Collect every line of the items below that contains the string "cloud". Case matters.

# start of PROVIDED DATA

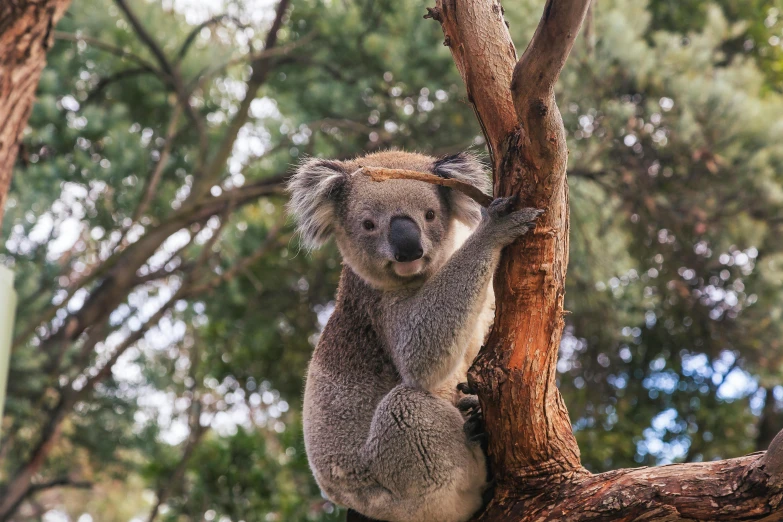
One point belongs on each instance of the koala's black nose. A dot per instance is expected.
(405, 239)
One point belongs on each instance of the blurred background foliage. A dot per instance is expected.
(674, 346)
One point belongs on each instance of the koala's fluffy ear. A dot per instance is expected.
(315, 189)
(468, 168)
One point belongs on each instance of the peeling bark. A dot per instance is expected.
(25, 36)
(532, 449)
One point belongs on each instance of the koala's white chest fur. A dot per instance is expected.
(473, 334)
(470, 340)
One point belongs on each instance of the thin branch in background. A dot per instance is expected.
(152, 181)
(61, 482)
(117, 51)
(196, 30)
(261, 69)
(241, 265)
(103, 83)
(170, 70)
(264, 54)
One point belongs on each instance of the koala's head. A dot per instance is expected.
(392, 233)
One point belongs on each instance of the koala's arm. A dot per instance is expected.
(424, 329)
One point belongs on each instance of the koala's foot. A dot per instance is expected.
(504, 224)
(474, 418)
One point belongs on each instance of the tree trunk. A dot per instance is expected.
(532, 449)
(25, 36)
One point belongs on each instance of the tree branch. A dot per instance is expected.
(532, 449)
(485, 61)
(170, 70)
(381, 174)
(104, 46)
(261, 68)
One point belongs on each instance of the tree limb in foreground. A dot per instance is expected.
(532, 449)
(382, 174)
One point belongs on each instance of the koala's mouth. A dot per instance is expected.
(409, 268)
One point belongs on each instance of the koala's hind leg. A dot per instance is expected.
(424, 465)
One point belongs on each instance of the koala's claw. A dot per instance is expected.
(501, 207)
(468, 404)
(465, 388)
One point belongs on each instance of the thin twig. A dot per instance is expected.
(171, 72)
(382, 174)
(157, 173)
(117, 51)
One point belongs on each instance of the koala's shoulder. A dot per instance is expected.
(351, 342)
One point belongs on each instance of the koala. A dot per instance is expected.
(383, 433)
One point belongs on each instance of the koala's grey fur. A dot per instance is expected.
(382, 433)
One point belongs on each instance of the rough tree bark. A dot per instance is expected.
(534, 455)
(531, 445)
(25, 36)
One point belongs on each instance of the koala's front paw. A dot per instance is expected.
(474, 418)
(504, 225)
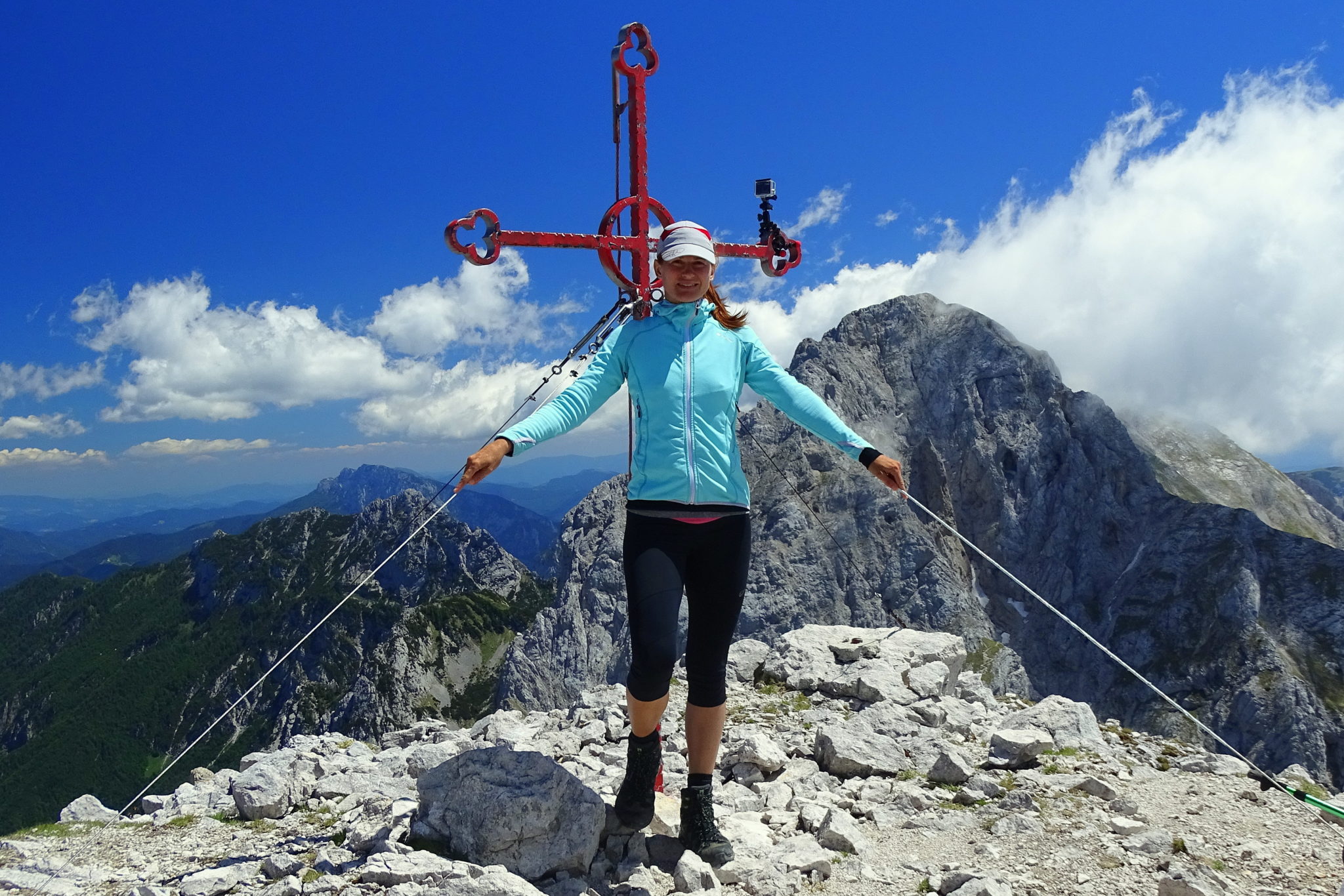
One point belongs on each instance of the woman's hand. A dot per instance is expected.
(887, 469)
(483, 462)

# end of PROVIDED DATA
# start of PROVIDED DATA

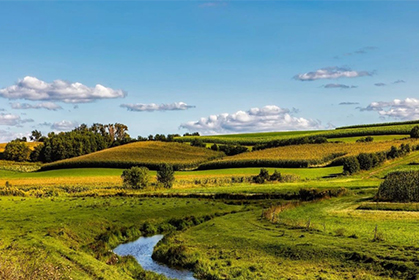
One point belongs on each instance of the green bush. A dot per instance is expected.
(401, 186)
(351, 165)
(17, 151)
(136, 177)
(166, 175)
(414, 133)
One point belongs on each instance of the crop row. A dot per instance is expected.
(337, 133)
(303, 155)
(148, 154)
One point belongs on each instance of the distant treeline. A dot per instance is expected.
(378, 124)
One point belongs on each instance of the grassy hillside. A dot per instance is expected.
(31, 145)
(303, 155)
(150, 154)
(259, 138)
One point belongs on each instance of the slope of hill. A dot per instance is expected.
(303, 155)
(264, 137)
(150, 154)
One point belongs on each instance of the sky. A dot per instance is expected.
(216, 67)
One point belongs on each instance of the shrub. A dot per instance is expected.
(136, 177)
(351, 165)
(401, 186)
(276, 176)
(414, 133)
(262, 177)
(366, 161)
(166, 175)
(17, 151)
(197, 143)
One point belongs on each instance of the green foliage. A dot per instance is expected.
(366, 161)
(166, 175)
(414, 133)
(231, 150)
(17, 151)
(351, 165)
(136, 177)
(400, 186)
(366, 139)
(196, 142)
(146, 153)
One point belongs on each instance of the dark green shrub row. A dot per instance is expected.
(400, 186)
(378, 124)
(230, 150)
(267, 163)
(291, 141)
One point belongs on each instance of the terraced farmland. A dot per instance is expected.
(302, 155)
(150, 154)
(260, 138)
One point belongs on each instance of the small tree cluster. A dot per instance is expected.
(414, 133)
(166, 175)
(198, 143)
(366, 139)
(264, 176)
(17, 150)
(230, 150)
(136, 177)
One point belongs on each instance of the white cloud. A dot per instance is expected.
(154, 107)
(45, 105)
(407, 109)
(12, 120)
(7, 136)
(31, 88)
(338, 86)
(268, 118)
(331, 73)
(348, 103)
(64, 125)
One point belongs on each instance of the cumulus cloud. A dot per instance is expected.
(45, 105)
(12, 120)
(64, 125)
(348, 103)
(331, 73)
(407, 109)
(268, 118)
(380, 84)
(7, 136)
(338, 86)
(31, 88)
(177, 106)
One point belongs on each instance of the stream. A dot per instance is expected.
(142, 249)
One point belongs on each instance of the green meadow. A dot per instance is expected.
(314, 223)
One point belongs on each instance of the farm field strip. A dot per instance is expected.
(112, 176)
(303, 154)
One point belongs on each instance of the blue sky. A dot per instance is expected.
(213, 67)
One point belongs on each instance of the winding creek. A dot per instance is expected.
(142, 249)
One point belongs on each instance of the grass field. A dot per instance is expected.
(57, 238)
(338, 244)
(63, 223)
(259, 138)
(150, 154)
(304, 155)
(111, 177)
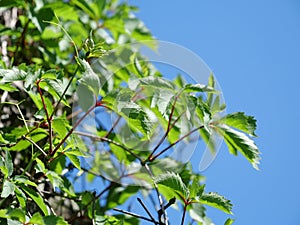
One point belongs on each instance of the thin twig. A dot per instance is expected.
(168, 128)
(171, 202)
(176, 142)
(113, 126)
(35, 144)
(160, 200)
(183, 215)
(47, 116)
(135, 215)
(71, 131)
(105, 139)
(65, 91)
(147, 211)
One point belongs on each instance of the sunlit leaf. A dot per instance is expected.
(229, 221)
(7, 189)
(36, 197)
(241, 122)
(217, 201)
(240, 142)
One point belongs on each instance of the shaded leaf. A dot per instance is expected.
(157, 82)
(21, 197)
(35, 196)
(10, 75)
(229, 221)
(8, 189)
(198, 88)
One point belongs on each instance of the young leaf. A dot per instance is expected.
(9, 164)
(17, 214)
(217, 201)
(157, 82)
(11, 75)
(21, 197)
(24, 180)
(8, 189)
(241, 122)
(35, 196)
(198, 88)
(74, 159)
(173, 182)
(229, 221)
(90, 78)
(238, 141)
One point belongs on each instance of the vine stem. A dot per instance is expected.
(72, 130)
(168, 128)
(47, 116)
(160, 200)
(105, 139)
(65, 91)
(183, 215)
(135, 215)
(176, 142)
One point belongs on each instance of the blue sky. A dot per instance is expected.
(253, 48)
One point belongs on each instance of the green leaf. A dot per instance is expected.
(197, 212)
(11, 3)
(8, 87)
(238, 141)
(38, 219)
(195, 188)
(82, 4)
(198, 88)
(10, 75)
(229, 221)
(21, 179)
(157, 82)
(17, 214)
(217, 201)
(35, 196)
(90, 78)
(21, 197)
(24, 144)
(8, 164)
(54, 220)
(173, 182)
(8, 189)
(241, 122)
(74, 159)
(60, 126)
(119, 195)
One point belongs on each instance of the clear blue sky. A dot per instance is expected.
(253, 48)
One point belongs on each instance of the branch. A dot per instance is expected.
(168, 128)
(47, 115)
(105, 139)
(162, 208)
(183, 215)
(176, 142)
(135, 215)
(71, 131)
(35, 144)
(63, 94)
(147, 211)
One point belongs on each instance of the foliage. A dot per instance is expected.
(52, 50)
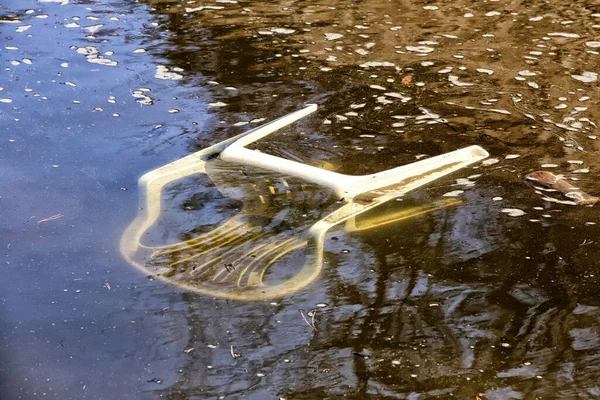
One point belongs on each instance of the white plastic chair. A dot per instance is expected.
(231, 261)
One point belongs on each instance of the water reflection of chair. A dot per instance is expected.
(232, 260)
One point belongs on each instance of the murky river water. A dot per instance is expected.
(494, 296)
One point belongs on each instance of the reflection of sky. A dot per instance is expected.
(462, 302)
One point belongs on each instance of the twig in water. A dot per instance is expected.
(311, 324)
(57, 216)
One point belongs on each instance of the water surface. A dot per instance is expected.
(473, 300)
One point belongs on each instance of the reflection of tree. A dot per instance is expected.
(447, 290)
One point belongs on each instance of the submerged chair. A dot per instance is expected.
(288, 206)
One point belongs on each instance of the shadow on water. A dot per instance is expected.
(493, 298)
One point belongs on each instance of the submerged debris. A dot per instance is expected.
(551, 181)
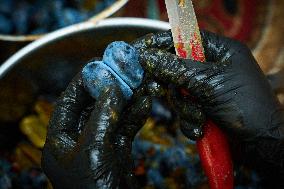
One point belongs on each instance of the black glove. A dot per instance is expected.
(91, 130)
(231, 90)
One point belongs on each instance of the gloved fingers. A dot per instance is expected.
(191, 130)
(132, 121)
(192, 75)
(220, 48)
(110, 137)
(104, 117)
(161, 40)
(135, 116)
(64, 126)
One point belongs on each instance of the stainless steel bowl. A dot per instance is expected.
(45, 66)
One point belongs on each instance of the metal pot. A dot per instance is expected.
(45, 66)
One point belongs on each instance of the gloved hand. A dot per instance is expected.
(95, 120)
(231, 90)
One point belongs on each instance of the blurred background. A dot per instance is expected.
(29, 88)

# end of PROVIDED DATA

**PROBLEM SOLUTION:**
One point belongs on each instance of the white cloud. A dot per instance is expected.
One point belongs on each instance of the cumulus cloud. A dot per instance is expected.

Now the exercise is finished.